- Records for the task

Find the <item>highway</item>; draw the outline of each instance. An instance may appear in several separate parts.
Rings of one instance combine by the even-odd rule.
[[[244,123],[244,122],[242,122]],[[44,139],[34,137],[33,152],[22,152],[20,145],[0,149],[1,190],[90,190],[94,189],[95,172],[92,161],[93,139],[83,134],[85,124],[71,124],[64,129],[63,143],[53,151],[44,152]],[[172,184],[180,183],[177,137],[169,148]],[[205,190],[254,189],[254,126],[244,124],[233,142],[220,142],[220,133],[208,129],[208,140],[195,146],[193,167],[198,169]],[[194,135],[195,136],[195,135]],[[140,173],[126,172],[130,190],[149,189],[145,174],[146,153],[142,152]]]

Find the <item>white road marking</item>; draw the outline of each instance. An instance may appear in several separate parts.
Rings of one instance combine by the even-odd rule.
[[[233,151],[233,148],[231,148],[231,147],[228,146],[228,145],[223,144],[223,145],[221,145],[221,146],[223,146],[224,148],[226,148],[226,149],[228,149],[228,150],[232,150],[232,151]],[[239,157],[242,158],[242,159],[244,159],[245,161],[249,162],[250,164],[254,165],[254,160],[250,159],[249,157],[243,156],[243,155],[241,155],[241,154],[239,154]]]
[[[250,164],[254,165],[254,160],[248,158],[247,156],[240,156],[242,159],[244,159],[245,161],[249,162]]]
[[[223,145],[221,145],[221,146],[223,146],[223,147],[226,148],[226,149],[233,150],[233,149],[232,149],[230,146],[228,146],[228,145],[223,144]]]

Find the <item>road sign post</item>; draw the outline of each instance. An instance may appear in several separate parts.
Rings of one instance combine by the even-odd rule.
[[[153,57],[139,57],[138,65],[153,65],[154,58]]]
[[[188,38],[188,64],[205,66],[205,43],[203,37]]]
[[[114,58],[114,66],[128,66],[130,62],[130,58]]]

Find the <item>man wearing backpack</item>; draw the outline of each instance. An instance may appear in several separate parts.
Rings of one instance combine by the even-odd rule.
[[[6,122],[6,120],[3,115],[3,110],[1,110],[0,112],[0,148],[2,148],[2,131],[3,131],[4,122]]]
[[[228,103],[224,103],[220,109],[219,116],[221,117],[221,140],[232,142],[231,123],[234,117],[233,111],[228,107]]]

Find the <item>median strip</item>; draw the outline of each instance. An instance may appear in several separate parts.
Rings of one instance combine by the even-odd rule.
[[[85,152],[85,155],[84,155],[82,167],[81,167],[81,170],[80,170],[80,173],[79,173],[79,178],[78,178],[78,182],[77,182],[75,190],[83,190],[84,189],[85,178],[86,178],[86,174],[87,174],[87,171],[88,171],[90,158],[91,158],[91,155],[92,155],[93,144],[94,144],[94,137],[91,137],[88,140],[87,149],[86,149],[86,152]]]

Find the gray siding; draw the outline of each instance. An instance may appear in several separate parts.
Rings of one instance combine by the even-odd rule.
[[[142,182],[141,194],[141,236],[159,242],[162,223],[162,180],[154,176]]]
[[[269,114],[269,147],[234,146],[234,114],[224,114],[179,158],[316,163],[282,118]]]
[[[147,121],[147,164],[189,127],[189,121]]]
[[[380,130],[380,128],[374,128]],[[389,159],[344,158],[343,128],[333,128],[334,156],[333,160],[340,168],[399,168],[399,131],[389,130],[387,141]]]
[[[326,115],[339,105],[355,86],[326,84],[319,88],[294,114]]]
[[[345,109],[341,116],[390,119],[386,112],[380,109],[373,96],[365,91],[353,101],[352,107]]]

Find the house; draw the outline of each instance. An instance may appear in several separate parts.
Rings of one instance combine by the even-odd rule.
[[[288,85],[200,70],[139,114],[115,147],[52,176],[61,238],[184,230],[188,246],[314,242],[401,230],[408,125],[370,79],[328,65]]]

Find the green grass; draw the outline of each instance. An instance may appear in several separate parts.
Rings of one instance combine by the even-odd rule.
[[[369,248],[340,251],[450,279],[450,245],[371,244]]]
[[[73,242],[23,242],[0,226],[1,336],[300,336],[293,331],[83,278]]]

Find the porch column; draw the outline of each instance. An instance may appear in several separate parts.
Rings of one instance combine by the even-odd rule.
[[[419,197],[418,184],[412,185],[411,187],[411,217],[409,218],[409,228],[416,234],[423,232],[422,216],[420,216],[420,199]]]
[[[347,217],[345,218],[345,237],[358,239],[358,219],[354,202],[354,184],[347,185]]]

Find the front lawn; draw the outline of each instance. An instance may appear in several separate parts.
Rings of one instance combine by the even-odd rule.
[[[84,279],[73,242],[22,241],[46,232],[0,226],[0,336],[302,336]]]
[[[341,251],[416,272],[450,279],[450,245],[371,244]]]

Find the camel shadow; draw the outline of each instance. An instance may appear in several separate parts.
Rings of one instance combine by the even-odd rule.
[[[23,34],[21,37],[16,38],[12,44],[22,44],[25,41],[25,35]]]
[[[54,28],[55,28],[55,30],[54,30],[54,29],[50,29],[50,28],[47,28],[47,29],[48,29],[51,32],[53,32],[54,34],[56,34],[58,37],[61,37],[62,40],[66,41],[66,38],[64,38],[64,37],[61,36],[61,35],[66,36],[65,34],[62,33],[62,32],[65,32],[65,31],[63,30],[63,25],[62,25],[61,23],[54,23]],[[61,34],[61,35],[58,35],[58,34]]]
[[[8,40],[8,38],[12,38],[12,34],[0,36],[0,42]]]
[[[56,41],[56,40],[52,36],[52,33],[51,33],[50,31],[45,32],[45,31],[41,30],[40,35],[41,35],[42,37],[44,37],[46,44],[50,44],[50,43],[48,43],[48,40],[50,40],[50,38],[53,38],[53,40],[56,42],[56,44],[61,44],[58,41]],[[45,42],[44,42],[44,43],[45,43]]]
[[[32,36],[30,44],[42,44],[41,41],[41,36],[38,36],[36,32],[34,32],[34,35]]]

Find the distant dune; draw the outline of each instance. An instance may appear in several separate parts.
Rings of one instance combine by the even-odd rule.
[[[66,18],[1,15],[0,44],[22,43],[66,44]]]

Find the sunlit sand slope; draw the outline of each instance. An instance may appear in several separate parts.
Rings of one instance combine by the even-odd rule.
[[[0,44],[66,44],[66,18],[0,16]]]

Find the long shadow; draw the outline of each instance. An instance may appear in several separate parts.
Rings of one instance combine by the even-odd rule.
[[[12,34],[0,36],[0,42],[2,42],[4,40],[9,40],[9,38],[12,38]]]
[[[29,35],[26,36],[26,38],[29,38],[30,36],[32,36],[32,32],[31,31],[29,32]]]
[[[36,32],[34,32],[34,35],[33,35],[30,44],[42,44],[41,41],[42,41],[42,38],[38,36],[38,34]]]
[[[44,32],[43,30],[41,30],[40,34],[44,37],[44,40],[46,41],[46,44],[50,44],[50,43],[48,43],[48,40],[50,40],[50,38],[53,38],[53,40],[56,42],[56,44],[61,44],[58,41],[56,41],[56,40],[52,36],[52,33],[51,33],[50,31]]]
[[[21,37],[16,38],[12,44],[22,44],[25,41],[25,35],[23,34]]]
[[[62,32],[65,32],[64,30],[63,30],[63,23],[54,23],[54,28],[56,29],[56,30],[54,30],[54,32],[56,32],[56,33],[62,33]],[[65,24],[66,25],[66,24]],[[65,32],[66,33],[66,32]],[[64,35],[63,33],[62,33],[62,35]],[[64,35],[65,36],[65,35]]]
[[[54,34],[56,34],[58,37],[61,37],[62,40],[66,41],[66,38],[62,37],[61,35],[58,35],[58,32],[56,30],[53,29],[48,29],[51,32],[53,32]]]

- Task prompt
Convert the lines from the one that contains "Find the camel" through the one that contains "[[[66,18],[1,15],[0,44],[22,43],[66,44]]]" into a Markdown table with the columns Number and Line. Number the lines in order from 1, and leave out any blank lines.

- Result
| Number | Line |
|---|---|
| 1 | Find the camel shadow; draw the outline of each instance. An instance may appear in several separate parts. |
| 2 | Rings of one instance combine by the even-odd rule. |
| 3 | [[[23,34],[21,37],[16,38],[12,44],[22,44],[25,41],[25,35]]] |
| 4 | [[[54,28],[55,28],[55,30],[54,30],[54,29],[50,29],[50,28],[47,28],[47,29],[48,29],[51,32],[53,32],[54,34],[56,34],[58,37],[61,37],[62,40],[66,41],[66,38],[64,38],[64,37],[61,36],[61,35],[66,36],[65,34],[62,33],[62,32],[65,32],[65,31],[63,30],[63,25],[62,25],[61,23],[54,23]],[[61,34],[61,35],[58,35],[58,34]]] |
| 5 | [[[8,40],[8,38],[12,38],[12,34],[0,36],[0,42]]] |
| 6 | [[[56,41],[56,40],[52,36],[52,33],[51,33],[50,31],[45,32],[45,31],[41,30],[40,35],[41,35],[42,37],[44,37],[46,44],[50,44],[50,43],[48,43],[48,40],[50,40],[50,38],[53,38],[53,40],[56,42],[56,44],[61,44],[58,41]],[[45,42],[44,42],[44,43],[45,43]]] |
| 7 | [[[32,36],[30,44],[42,44],[41,41],[41,36],[38,36],[36,32],[34,32],[34,35]]] |
| 8 | Find the distant dune; draw the outline of each instance. An instance may appear in several separate parts. |
| 9 | Rings of one instance combine by the even-odd rule. |
| 10 | [[[66,18],[1,15],[0,44],[22,43],[66,44]]] |